**Written instruction**
Count the lines in the records below that contain the string "grey", with uppercase and lowercase treated as different. Reply with the number only.

**Extracted records**
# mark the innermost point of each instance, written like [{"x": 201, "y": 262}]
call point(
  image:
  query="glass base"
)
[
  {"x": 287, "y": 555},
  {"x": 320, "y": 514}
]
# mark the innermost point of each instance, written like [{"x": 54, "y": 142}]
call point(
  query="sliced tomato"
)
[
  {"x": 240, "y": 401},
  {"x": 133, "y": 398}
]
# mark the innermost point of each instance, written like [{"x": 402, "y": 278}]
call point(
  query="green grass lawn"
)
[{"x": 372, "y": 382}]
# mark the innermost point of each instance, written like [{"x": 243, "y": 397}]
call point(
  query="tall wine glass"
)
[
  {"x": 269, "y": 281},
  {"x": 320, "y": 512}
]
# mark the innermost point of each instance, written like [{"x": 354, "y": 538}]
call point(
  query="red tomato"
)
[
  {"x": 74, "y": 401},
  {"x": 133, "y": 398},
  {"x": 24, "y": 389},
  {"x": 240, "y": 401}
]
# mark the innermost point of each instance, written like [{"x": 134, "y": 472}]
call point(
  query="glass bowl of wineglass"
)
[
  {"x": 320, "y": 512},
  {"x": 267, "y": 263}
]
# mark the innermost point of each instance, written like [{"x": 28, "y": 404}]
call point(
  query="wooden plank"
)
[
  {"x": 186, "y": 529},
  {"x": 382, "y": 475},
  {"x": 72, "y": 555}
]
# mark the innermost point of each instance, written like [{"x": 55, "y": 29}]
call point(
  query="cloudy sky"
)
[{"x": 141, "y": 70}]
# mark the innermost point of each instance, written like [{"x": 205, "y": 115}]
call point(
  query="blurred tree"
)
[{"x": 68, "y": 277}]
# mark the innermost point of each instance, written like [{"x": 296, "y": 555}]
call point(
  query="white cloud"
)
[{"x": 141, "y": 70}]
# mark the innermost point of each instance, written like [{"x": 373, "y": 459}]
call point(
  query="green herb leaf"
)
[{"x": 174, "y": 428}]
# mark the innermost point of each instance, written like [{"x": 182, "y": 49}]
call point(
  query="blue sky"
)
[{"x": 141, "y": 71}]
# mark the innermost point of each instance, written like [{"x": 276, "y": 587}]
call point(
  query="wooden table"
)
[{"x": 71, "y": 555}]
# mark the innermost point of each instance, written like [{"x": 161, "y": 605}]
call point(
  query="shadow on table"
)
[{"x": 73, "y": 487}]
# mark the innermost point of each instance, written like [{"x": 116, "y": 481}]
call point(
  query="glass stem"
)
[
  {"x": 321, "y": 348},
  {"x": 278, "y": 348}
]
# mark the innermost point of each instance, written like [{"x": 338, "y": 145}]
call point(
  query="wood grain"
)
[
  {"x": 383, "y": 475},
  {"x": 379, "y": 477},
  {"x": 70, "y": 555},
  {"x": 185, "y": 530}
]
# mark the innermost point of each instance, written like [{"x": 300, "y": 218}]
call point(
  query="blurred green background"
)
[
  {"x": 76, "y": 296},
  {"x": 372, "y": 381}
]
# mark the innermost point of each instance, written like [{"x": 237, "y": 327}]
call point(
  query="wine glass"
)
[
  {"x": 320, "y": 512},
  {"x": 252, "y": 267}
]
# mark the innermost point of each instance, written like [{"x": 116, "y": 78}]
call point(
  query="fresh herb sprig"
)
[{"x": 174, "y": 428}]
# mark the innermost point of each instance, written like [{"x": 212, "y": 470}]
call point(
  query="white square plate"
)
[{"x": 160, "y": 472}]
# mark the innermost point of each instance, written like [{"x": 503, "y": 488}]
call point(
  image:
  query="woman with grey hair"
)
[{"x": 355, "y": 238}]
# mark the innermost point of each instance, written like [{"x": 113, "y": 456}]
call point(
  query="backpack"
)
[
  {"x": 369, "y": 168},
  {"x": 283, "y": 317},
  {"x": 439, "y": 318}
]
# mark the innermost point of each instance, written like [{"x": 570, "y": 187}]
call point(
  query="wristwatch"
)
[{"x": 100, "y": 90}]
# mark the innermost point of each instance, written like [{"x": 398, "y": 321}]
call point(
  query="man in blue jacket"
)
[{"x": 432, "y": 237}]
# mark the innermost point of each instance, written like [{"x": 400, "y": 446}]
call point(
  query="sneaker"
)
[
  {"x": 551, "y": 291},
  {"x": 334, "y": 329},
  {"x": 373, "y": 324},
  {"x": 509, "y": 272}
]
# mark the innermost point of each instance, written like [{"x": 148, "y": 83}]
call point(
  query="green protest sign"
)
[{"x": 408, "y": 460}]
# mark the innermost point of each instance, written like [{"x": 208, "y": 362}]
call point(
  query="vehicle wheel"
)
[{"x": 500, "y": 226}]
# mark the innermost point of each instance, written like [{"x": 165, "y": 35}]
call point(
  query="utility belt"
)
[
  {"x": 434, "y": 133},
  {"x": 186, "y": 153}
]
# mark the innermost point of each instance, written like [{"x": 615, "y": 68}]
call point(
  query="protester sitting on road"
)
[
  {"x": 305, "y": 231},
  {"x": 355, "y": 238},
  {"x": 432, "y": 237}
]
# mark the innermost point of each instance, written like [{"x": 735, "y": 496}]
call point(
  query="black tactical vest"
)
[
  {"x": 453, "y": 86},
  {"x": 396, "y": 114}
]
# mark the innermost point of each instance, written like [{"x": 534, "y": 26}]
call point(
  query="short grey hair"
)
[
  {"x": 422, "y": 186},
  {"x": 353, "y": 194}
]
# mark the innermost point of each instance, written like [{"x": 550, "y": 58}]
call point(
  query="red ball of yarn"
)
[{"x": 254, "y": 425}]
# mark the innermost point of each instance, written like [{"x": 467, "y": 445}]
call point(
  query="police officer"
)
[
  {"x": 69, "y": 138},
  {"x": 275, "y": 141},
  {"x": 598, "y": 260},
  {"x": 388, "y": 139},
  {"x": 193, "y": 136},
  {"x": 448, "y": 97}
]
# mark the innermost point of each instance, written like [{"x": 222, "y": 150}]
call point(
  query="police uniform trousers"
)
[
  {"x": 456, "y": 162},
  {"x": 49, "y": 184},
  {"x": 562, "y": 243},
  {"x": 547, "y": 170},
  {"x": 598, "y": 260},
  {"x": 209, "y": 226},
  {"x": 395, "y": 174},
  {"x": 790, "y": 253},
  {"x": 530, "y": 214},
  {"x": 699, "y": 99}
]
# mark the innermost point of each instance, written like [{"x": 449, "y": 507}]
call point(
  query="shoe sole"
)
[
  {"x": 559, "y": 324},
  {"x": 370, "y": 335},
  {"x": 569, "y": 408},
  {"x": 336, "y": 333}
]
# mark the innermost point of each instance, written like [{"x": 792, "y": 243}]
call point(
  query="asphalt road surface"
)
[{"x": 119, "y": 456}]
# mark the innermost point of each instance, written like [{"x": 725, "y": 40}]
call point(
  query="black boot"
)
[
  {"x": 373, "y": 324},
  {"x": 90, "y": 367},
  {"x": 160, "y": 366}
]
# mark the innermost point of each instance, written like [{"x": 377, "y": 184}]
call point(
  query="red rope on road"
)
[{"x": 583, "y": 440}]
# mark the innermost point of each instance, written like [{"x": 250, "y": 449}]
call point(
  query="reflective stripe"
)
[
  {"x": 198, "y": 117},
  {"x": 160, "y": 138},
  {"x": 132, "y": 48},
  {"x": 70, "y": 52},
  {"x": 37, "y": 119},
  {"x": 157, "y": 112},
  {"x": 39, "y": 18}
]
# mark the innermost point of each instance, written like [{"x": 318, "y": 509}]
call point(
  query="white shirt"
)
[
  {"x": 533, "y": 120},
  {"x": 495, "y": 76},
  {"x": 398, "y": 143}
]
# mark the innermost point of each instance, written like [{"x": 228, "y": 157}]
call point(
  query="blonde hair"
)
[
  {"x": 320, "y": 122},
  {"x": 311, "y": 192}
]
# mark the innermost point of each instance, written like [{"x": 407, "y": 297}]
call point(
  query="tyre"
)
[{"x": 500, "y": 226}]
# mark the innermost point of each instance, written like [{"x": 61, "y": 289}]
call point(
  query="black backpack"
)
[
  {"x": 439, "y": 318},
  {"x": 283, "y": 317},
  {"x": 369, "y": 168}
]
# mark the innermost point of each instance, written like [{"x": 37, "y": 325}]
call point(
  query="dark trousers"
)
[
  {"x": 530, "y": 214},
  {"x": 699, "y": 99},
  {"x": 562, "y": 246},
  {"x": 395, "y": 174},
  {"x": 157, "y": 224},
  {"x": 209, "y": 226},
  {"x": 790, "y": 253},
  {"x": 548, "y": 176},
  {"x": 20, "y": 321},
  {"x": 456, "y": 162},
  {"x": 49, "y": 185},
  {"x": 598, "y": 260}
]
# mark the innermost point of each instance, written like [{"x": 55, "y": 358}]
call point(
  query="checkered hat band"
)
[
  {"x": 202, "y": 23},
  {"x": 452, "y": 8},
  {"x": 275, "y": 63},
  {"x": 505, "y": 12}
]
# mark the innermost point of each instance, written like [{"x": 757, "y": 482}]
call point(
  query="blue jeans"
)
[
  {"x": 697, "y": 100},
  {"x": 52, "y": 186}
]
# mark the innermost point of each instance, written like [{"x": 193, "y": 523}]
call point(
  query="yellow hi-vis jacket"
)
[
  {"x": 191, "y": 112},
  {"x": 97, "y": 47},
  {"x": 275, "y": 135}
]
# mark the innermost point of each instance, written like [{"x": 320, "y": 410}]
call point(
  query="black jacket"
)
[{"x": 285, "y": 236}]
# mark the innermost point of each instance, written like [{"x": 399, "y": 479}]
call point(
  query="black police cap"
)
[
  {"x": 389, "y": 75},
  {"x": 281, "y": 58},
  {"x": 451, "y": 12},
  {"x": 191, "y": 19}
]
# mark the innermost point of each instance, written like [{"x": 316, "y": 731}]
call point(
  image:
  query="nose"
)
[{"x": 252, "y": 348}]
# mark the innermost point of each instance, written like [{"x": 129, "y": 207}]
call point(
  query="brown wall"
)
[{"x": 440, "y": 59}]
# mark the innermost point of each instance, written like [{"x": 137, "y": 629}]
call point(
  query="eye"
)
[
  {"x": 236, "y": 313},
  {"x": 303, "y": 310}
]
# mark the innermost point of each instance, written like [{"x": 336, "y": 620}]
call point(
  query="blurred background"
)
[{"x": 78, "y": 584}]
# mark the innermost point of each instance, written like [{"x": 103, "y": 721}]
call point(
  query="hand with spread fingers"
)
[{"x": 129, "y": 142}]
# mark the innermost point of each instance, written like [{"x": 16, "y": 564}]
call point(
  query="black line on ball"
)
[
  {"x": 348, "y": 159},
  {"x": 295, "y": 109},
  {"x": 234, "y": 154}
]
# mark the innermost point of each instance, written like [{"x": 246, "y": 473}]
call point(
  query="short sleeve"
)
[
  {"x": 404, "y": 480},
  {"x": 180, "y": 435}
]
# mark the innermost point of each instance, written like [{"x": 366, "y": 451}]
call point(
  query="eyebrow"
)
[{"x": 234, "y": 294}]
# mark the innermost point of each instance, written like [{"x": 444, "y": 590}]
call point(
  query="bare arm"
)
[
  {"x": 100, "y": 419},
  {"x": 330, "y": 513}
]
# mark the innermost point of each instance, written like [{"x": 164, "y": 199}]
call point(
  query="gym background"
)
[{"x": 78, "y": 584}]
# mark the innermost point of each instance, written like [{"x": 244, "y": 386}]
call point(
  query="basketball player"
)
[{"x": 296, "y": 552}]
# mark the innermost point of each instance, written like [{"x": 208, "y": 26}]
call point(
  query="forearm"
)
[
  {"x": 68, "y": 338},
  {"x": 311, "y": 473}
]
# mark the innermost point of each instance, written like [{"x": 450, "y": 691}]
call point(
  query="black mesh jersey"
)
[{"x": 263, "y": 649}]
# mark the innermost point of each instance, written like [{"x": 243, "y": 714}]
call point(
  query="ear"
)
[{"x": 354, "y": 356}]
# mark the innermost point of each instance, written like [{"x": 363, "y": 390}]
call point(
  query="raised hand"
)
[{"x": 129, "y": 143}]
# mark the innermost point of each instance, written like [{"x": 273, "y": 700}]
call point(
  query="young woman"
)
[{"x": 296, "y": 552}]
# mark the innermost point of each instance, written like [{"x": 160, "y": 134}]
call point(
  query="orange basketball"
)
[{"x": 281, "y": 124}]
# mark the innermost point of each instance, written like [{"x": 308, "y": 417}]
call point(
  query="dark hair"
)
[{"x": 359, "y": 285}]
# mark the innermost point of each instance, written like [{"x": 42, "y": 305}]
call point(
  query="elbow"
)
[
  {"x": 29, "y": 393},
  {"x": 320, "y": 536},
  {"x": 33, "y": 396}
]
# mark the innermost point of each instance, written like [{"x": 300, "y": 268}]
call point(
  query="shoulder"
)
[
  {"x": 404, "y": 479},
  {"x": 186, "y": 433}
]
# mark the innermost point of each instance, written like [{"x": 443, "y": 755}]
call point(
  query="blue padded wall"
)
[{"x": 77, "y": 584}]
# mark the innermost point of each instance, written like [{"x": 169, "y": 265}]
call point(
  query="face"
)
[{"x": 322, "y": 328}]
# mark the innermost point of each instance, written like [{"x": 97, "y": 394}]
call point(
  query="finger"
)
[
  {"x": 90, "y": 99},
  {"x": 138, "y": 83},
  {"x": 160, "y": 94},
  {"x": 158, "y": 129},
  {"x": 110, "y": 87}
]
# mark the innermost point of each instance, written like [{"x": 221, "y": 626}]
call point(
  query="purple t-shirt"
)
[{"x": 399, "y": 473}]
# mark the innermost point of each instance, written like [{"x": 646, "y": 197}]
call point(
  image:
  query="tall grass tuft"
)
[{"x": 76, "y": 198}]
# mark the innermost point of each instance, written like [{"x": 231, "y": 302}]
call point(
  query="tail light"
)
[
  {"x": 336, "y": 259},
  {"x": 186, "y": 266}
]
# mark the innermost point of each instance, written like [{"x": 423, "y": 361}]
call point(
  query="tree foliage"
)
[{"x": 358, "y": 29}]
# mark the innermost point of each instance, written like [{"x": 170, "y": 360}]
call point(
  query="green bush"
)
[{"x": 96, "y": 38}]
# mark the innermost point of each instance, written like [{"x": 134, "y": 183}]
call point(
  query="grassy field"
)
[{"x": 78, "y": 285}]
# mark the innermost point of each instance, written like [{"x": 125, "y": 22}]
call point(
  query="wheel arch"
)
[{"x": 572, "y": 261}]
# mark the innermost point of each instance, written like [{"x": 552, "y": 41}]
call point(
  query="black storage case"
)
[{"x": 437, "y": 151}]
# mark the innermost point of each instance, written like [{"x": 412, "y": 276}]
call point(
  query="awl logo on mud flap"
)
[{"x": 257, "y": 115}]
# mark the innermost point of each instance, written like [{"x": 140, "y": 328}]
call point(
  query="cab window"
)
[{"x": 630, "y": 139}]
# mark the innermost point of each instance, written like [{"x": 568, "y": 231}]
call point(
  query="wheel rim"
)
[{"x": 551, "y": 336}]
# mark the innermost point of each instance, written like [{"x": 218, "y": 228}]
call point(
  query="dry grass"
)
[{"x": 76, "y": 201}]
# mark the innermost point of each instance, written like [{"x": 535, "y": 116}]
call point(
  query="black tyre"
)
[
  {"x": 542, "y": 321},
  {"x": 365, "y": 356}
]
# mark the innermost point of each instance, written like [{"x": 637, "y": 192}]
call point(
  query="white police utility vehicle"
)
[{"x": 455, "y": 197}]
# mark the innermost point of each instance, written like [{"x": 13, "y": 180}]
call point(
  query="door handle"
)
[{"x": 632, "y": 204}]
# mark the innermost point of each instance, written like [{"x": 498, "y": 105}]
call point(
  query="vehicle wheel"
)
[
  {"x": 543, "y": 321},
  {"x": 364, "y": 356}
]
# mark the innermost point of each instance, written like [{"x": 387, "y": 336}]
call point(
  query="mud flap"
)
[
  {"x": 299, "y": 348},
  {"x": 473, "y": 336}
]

**Output of the task**
2